=== What to produce ===
In the records below, how many lines hold the string "provide"? Give only the number.

=== Recorded information ===
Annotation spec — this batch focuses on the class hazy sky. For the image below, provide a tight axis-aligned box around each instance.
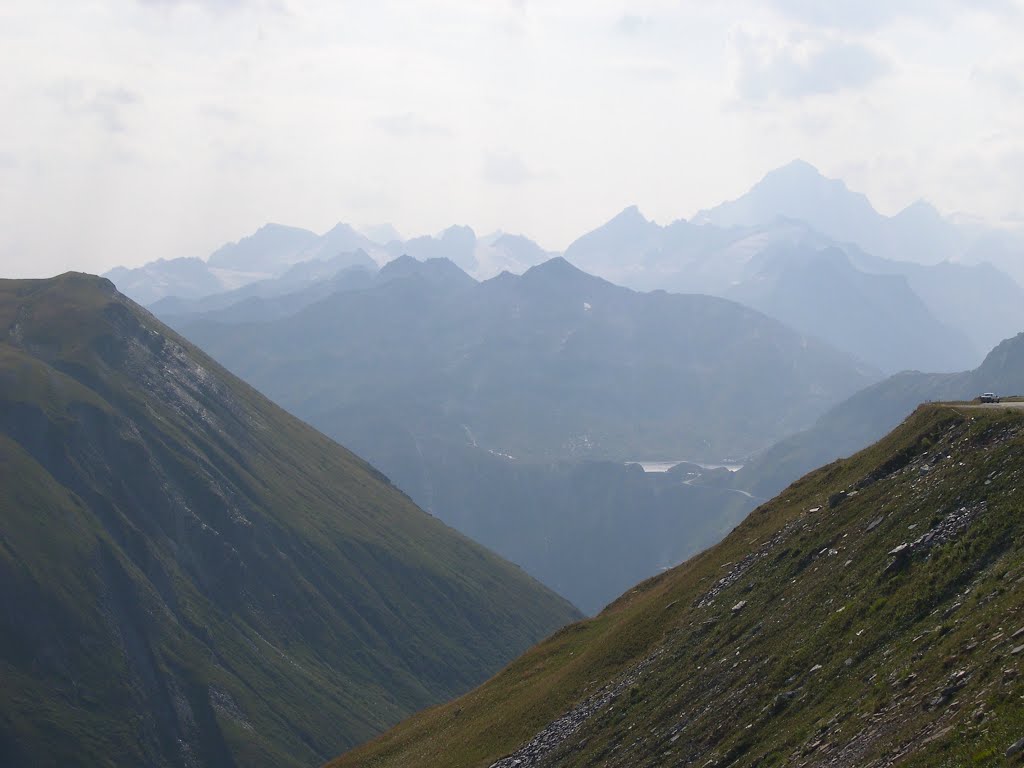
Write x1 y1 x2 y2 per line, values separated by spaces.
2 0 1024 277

==

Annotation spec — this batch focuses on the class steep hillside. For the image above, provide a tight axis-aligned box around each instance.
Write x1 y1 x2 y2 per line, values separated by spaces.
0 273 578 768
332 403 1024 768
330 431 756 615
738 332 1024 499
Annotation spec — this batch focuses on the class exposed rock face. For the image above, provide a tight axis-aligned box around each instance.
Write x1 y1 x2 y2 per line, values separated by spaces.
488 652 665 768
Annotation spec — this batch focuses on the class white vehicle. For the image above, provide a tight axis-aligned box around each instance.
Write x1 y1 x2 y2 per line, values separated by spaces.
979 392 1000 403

=== Response ===
4